**TEXTE DU DOCUMENT**:
________________

Fiction inspirée de faits réels, Dossier 137 plonge dans la journée de manifestations des Gilets jaunes du 8 décembre 2018. Au milieu du chaos, Guillaume Girard (Côme Peronnet), un jeune homme de Saint-Dizier venu manifester à Paris avec sa famille, a été grièvement blessé à la tête par un tir de LBD. Stéphanie (Léa Drucker), une enquêtrice de l'IGPN, la police des polices, est chargée d'établir la responsabilité dans ce dossier.

________________

**DONNÉES FOURNIES**:

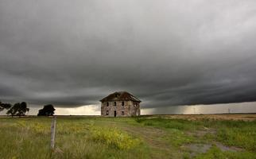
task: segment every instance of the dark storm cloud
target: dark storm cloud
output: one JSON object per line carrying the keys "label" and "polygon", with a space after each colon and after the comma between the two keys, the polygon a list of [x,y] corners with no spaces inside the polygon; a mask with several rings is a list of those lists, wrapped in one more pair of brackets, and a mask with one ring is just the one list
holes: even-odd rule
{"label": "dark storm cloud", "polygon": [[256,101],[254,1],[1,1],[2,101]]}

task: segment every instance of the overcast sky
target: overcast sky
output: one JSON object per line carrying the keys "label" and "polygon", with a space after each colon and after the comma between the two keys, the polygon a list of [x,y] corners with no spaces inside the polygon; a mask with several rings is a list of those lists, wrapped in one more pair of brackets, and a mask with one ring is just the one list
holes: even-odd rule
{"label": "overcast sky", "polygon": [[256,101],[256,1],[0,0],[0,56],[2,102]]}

________________

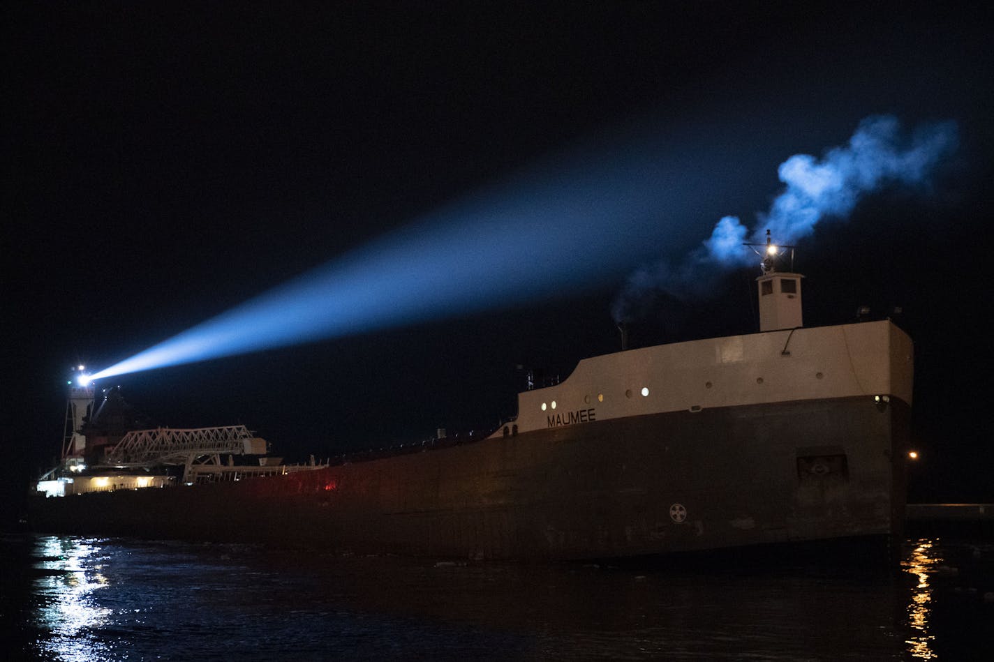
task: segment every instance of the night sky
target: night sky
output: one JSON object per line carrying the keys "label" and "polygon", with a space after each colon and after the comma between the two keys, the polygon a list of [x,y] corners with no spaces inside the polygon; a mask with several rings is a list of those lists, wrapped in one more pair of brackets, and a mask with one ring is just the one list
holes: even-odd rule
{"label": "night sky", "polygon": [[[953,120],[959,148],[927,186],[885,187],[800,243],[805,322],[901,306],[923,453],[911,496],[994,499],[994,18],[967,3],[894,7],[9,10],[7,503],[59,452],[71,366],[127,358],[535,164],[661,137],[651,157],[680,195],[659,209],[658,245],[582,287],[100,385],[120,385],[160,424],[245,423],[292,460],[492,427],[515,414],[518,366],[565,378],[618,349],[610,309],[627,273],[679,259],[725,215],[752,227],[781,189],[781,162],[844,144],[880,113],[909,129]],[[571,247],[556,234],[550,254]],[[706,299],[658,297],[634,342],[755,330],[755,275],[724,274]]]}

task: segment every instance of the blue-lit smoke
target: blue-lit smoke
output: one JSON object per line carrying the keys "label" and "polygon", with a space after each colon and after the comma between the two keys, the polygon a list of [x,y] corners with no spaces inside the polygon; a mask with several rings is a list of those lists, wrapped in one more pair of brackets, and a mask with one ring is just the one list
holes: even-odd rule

________________

**CONSIGNE A**:
D'après le texte sur le film Dossier 137, qui est chargé d'établir la responsabilité dans l'affaire de Guillaume Girard ?
**CONSIGNE B**:
Poursuivez le texte présentant le film Dossier 137 à partir de sa dernière phrase.
Les entrées n'ont aucun rôle dans ce travail.

**RÉPONSE A**:
Stéphanie (Léa Drucker), une enquêtrice de l'IGPN, la police des polices.

**RÉPONSE B**:
Rassemblement de témoignages, confrontation des points de vue, analyse audiovisuelle, reconstitution sur les lieux du drame, demande d'informations et rédaction fastidieuse de procès-verbaux et réquisitions, Dominik Moll filme avec suspens et enjeux moraux une enquête minutieuse et obligatoirement rébarbative pour assembler les pièces du puzzle. La réalisation s'appuie sur la fixité des plans et une gestion du champ/contrechamp didactique mais imparable. Dans un contexte de maintien de l'ordre anarchique et brutal, improvisé par un gouvernement dépassé et affolé par la contestation sociale, Dossier 137 s'appuie sur un montage (de Laurent Rouan) de sources protéiformes (images d'actualité et d'archives réelles ou mises en scène, vidéos prises au smartphone en plans verticaux, auditions croisées, arrêts sur image) qui ont un rôle narratif et esthétique et la fonction de contrer les mensonges éhontés débités lors des interrogatoires.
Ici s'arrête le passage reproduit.